Edit these rows by changing "instance" to "object" wherever it appears and leaving everything else untouched. Leave out the pictures when you give the rows again.

--- begin Supplied material ---

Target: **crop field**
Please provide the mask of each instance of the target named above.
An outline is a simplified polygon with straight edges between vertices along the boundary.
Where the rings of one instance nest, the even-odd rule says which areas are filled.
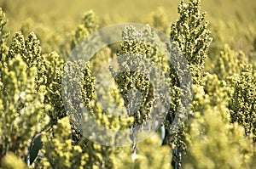
[[[0,168],[255,168],[255,68],[254,0],[0,0]]]

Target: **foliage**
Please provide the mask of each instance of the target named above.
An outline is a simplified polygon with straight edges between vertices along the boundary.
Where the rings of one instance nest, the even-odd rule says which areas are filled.
[[[10,10],[7,1],[0,4]],[[16,6],[14,9],[21,10]],[[36,18],[27,19],[20,31],[9,38],[7,20],[0,9],[0,167],[253,168],[256,165],[254,22],[240,26],[243,21],[239,14],[234,23],[214,20],[210,28],[215,39],[210,48],[208,22],[201,6],[200,0],[182,0],[179,18],[171,30],[164,8],[152,14],[148,22],[171,32],[170,45],[163,44],[148,25],[127,26],[121,43],[103,48],[90,60],[83,54],[102,45],[100,35],[95,33],[102,23],[92,10],[84,14],[73,33],[68,24],[55,29],[46,25],[37,27]],[[236,26],[240,26],[237,31],[230,31],[236,35],[228,41],[229,36],[221,31]],[[38,36],[31,32],[33,29]],[[88,39],[92,34],[93,38]],[[245,37],[236,42],[240,34]],[[229,44],[224,45],[225,41]],[[83,54],[67,60],[67,53],[76,52],[79,43]],[[115,45],[119,45],[117,52]],[[182,69],[184,65],[177,68],[166,58],[177,61],[178,50],[192,75],[193,96],[184,93],[181,85],[183,80],[178,75],[188,73]],[[205,64],[207,54],[209,67]],[[113,57],[117,66],[110,67],[109,75],[102,73],[102,65]],[[96,76],[100,71],[98,82]],[[154,82],[148,74],[155,78]],[[107,77],[114,81],[102,87],[106,87]],[[187,82],[186,87],[190,85]],[[154,130],[147,121],[155,115],[154,103],[166,99],[166,93],[155,87],[166,87],[170,94],[167,115],[162,112],[156,115],[165,120],[160,124],[162,133],[159,132],[164,137],[154,134],[137,143],[137,127],[148,125]],[[187,110],[186,104],[192,99],[192,109]],[[119,109],[115,111],[119,116],[108,114],[113,104]],[[185,110],[189,110],[189,119],[184,124],[179,115]],[[80,127],[88,115],[105,128],[131,130],[131,145],[113,148],[84,138]],[[177,126],[172,124],[175,119],[180,121]],[[90,128],[91,137],[98,133],[99,141],[108,137],[107,132],[101,135],[96,127],[83,127]]]

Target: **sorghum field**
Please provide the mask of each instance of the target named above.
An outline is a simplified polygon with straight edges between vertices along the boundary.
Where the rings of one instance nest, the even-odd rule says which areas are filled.
[[[255,1],[0,7],[0,168],[256,168]]]

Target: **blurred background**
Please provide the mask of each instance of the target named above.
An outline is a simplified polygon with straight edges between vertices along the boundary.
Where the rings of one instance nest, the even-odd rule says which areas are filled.
[[[61,46],[70,39],[79,25],[83,14],[93,9],[98,15],[100,26],[118,23],[154,24],[159,15],[170,25],[178,17],[179,0],[1,0],[9,19],[7,29],[14,33],[34,31],[42,42],[43,51],[55,50],[61,54]],[[213,42],[210,57],[228,43],[235,50],[242,50],[250,60],[255,60],[256,1],[254,0],[203,0],[201,11],[206,11]]]

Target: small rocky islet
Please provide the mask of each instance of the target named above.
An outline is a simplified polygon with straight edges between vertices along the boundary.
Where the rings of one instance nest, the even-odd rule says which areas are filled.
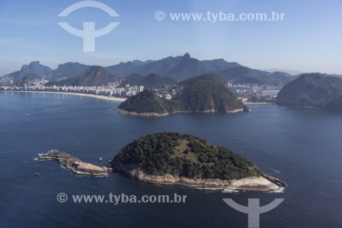
[[[134,140],[109,160],[109,167],[85,163],[57,150],[38,160],[56,160],[77,175],[103,177],[114,171],[151,183],[205,190],[267,192],[287,186],[226,148],[174,132],[156,133]]]
[[[75,175],[80,176],[103,177],[108,176],[112,170],[106,166],[98,166],[81,162],[77,157],[57,150],[51,150],[38,157],[38,160],[55,160],[61,162],[66,169]]]

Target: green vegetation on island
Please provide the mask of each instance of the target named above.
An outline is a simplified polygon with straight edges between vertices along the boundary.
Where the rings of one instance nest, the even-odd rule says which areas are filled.
[[[172,100],[144,90],[129,98],[116,109],[122,113],[168,114],[178,112],[235,112],[248,107],[237,100],[220,76],[207,74],[179,82],[181,92]]]
[[[280,104],[342,110],[342,79],[321,73],[302,74],[277,95]]]
[[[118,111],[137,113],[166,114],[181,110],[178,101],[161,98],[152,90],[145,90],[120,104]]]
[[[112,162],[134,164],[149,175],[230,180],[259,176],[262,171],[228,149],[189,134],[162,132],[142,137],[123,147]]]

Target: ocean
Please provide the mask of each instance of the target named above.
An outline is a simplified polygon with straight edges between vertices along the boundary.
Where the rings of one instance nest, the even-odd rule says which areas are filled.
[[[260,227],[342,227],[342,114],[251,105],[251,112],[122,115],[120,102],[83,96],[0,92],[1,227],[248,227],[247,205],[284,199],[260,215]],[[282,192],[202,191],[140,182],[111,173],[77,177],[51,149],[106,165],[134,139],[158,131],[188,133],[228,147],[287,183]],[[236,138],[236,140],[233,138]],[[102,157],[104,161],[100,162]],[[35,176],[39,173],[39,176]],[[65,193],[68,201],[56,197]],[[74,203],[73,195],[186,195],[184,203]]]

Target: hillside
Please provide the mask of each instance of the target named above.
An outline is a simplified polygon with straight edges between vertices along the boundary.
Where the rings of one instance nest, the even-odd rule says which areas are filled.
[[[60,81],[49,81],[47,86],[101,86],[107,85],[109,83],[116,85],[121,83],[122,79],[111,75],[103,67],[99,66],[90,66],[83,73],[76,77]]]
[[[177,86],[182,90],[172,100],[146,90],[129,98],[116,110],[131,114],[150,113],[151,116],[179,112],[233,113],[249,110],[233,95],[227,83],[215,74],[194,77],[179,82]]]
[[[218,71],[217,73],[233,84],[284,85],[295,78],[295,76],[283,72],[271,73],[246,66],[230,68]]]
[[[167,100],[152,90],[144,90],[120,103],[116,110],[122,114],[165,116],[179,112],[182,107],[177,101]]]
[[[77,76],[90,67],[89,65],[84,65],[78,62],[66,62],[58,65],[57,69],[47,73],[47,76],[51,81],[58,81]]]
[[[230,112],[248,109],[233,96],[226,81],[217,75],[194,77],[178,86],[183,89],[174,99],[181,101],[184,110]]]
[[[8,80],[16,81],[24,77],[28,77],[29,79],[40,78],[51,69],[46,66],[40,64],[39,61],[34,61],[28,65],[23,65],[20,71],[17,71],[10,74],[2,76]]]
[[[124,79],[119,87],[124,87],[126,84],[129,84],[130,86],[144,86],[147,88],[158,88],[165,86],[175,85],[177,83],[178,81],[174,79],[160,77],[154,73],[150,73],[146,77],[139,74],[132,74]]]
[[[187,134],[142,137],[121,149],[111,165],[114,170],[152,183],[222,188],[235,179],[263,175],[286,186],[229,149]]]
[[[341,95],[341,78],[306,73],[286,84],[278,94],[277,101],[280,104],[321,107]]]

--- end Supplied material ---

## Solution for this problem
Target: **crop field**
Please provide the mask of each object of the target named above.
An outline is a simplified polygon with straight edges between vertices along the boundary.
Where the rings of one object nest, the even-odd rule says which areas are filled.
[[[0,168],[255,168],[255,68],[254,0],[0,0]]]

Target: **foliage**
Please provide the mask of each object of the target named above.
An outline is a simplified polygon with straight edges between vertices along the boundary.
Where the rings of one object nest, the even-odd rule says which areas are filled.
[[[10,10],[7,1],[0,4]],[[16,6],[14,9],[21,10]],[[36,18],[27,19],[20,31],[9,38],[7,20],[0,9],[0,167],[253,168],[256,165],[254,22],[240,26],[243,21],[239,14],[234,23],[214,20],[210,28],[215,39],[210,48],[208,22],[201,6],[200,0],[182,0],[179,18],[171,30],[164,8],[152,14],[148,22],[171,32],[170,45],[163,44],[148,25],[127,26],[121,43],[103,48],[90,60],[83,54],[102,45],[100,35],[95,33],[102,23],[92,10],[84,14],[73,33],[68,24],[55,29],[46,25],[37,27]],[[236,26],[240,26],[237,31],[230,31],[236,35],[228,41],[229,36],[221,31]],[[38,36],[31,32],[33,29]],[[88,39],[92,34],[93,38]],[[245,37],[236,42],[240,34]],[[229,44],[224,45],[225,41]],[[83,54],[67,60],[67,53],[76,52],[79,43]],[[115,45],[119,45],[117,52]],[[182,69],[184,65],[177,68],[166,58],[177,61],[178,50],[192,75],[193,96],[184,93],[181,85],[183,80],[178,75],[188,73]],[[205,64],[207,54],[209,67]],[[113,57],[117,66],[110,67],[109,75],[102,73],[102,65]],[[96,76],[100,71],[98,82]],[[154,82],[148,74],[155,78]],[[107,77],[114,81],[102,87],[106,87]],[[187,82],[186,87],[190,85]],[[154,130],[147,121],[155,115],[154,103],[166,99],[166,93],[155,87],[166,87],[170,94],[167,115],[162,112],[156,115],[165,120],[160,124],[162,133],[159,132],[164,137],[154,134],[137,143],[137,127],[148,125]],[[187,110],[186,104],[192,99],[192,109]],[[119,109],[115,111],[119,116],[108,114],[113,104]],[[185,110],[189,110],[189,119],[184,124],[179,115]],[[80,127],[88,115],[105,128],[131,130],[131,145],[113,148],[84,138]],[[177,126],[172,124],[175,119],[180,121]],[[90,128],[91,137],[98,133],[99,141],[108,137],[107,132],[101,135],[96,127],[83,127]]]

Target: **sorghum field**
Please provide the mask of each object of the target named above.
An outline is a simplified polygon with straight edges between vertices along the boundary.
Where the rings of one object nest, the even-odd rule says which areas are filled.
[[[255,1],[0,7],[0,168],[256,168]]]

Target: **blurred background**
Please provide the mask of each object of the target named above.
An outline is a simplified polygon with straight edges between vertices along the boundary.
Where the rings of one object nest, the even-odd rule says which areas are filled.
[[[61,46],[70,39],[79,25],[83,14],[93,9],[98,15],[100,26],[118,23],[154,24],[159,15],[170,25],[178,17],[179,0],[1,0],[9,19],[7,29],[14,33],[34,31],[42,42],[43,51],[55,50],[61,54]],[[213,42],[210,57],[228,43],[235,50],[242,50],[250,60],[255,60],[256,1],[254,0],[203,0],[201,11],[206,11]]]

Target: small rocky islet
Please provide the mask of each object of the target named above.
An outline is a simplified polygon with straight edges between vertices along the boundary.
Where the rings of one object nest, the even-odd rule says which areas are filled.
[[[134,140],[109,160],[109,167],[85,163],[57,150],[38,160],[56,160],[77,175],[103,177],[114,171],[151,183],[205,190],[267,192],[287,186],[226,148],[174,132],[156,133]]]
[[[75,175],[80,176],[103,177],[108,176],[112,170],[106,166],[98,166],[81,162],[77,157],[57,150],[51,150],[38,157],[38,160],[55,160],[61,162],[66,169]]]

Target: green vegetation on island
Please provide the mask of each object of the target named above.
An outline is a simplified polygon with straight edges between vertices along the boundary.
Where the rings of one object nest, the even-odd rule says which areas are filled.
[[[172,100],[144,90],[129,98],[116,109],[122,113],[168,114],[178,112],[235,112],[248,107],[237,100],[220,76],[207,74],[179,82],[181,92]]]
[[[280,104],[342,110],[342,79],[321,73],[302,74],[277,95]]]
[[[118,111],[137,113],[166,114],[181,110],[178,101],[161,98],[152,90],[145,90],[120,104]]]
[[[112,162],[134,164],[149,175],[230,180],[259,176],[262,171],[228,149],[189,134],[162,132],[142,137],[123,147]]]

Target: ocean
Please provide the mask of each object of the target named above.
An outline is a simplified polygon with straight edges between vertices along the boundary.
Where the rings of one object nest, the even-odd rule says which areas are filled.
[[[260,227],[342,227],[342,114],[251,105],[251,112],[122,115],[120,102],[83,96],[0,92],[1,227],[248,227],[247,205],[284,199],[260,215]],[[282,192],[202,191],[140,182],[111,173],[77,177],[51,149],[106,165],[134,139],[158,131],[188,133],[228,147],[287,183]],[[236,138],[236,140],[233,138]],[[102,157],[104,161],[100,162]],[[35,176],[39,173],[39,176]],[[65,193],[68,201],[56,197]],[[74,203],[73,195],[186,195],[184,203]]]

Target: hillside
Please provide the mask of each object of the target named above.
An outline is a simplified polygon with straight edges between vertices along the boundary.
Where the rings of one object nest, the even-odd rule says which areas are filled.
[[[60,81],[49,81],[47,86],[101,86],[107,85],[109,83],[116,85],[121,83],[122,79],[111,75],[103,67],[99,66],[90,66],[83,73],[76,77]]]
[[[177,86],[182,90],[172,100],[146,90],[129,98],[116,110],[131,114],[150,113],[151,116],[179,112],[233,113],[249,110],[233,95],[227,83],[215,74],[194,77],[179,82]]]
[[[218,71],[217,73],[233,84],[284,85],[295,78],[295,76],[283,72],[271,73],[246,66],[230,68]]]
[[[167,100],[152,90],[144,90],[120,103],[116,110],[122,114],[165,116],[179,112],[182,107],[177,101]]]
[[[77,76],[90,67],[89,65],[84,65],[78,62],[66,62],[58,65],[57,69],[47,73],[47,76],[51,81],[58,81]]]
[[[230,112],[248,109],[233,96],[226,81],[217,75],[194,77],[178,86],[183,89],[174,99],[181,101],[184,110]]]
[[[8,80],[16,81],[24,77],[28,77],[29,79],[40,78],[51,69],[46,66],[40,64],[39,61],[34,61],[28,65],[23,65],[20,71],[17,71],[10,74],[2,76]]]
[[[124,79],[119,87],[124,87],[126,84],[129,84],[130,86],[144,86],[147,88],[158,88],[165,86],[175,85],[177,83],[178,81],[174,79],[160,77],[154,73],[150,73],[146,77],[139,74],[132,74]]]
[[[187,134],[142,137],[121,149],[111,165],[114,170],[152,183],[222,188],[235,179],[263,175],[286,186],[229,149]]]
[[[341,95],[341,78],[306,73],[286,84],[278,94],[277,101],[280,104],[321,107]]]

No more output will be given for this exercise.